#### Work to be completed:
Recast the rows below as a numbered list, omitting blank lines, starting with the line containing "Task: point out the conical" and continuing through the line containing "point(80, 382)", both included.

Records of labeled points
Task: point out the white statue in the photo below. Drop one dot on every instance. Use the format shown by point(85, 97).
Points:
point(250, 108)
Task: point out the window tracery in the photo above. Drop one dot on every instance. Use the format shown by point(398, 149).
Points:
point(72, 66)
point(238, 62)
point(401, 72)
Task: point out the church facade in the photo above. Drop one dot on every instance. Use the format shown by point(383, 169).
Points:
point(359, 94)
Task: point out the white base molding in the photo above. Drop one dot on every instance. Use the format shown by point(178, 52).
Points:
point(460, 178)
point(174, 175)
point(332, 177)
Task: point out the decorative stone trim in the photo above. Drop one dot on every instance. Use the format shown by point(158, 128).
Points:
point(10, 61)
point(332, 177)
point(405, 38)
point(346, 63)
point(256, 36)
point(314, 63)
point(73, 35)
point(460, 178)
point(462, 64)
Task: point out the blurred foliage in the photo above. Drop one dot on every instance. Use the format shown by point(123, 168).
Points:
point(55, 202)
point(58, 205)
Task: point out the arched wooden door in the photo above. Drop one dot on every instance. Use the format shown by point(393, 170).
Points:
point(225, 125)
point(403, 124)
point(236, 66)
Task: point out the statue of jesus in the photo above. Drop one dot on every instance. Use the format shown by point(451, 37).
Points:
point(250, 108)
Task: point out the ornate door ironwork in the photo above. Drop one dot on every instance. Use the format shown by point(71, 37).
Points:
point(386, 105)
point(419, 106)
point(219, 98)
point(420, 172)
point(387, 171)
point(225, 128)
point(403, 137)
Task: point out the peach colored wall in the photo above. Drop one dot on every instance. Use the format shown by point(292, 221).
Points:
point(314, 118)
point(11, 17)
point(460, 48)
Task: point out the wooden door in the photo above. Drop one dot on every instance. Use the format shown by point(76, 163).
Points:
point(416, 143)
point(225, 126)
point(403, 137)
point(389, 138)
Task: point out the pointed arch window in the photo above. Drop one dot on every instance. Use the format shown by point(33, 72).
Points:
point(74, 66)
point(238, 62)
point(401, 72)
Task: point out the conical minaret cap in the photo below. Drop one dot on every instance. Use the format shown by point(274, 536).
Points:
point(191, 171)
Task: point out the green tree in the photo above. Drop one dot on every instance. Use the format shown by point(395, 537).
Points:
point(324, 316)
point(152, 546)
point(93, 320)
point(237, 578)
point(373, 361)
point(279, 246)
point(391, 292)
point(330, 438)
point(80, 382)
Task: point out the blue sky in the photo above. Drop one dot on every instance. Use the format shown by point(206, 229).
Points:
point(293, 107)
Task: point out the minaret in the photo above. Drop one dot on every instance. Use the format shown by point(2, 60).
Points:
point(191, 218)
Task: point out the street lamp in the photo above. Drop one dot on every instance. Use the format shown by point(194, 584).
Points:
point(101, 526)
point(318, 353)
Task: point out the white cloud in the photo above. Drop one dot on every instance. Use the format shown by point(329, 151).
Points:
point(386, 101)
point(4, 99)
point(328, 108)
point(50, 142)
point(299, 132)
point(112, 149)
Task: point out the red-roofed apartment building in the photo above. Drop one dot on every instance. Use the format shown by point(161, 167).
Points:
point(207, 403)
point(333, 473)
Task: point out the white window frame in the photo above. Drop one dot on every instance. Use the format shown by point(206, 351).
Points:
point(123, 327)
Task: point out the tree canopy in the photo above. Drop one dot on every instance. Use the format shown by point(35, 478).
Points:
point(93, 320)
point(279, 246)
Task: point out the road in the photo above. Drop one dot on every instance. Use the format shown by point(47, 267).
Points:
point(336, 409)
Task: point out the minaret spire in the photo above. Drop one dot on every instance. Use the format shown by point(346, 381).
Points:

#### Task solution:
1. Task: point out the conical minaret cap in the photo below. Drop one dot on every instance. Use the format shown by point(274, 536).
2. Points:
3. point(191, 171)
4. Task: point out the green tree in the photo above. Drop one dot on every instance. Use the format shown by point(395, 537).
5. Points:
6. point(324, 316)
7. point(152, 546)
8. point(93, 320)
9. point(237, 578)
10. point(373, 361)
11. point(279, 246)
12. point(391, 292)
13. point(330, 438)
14. point(80, 382)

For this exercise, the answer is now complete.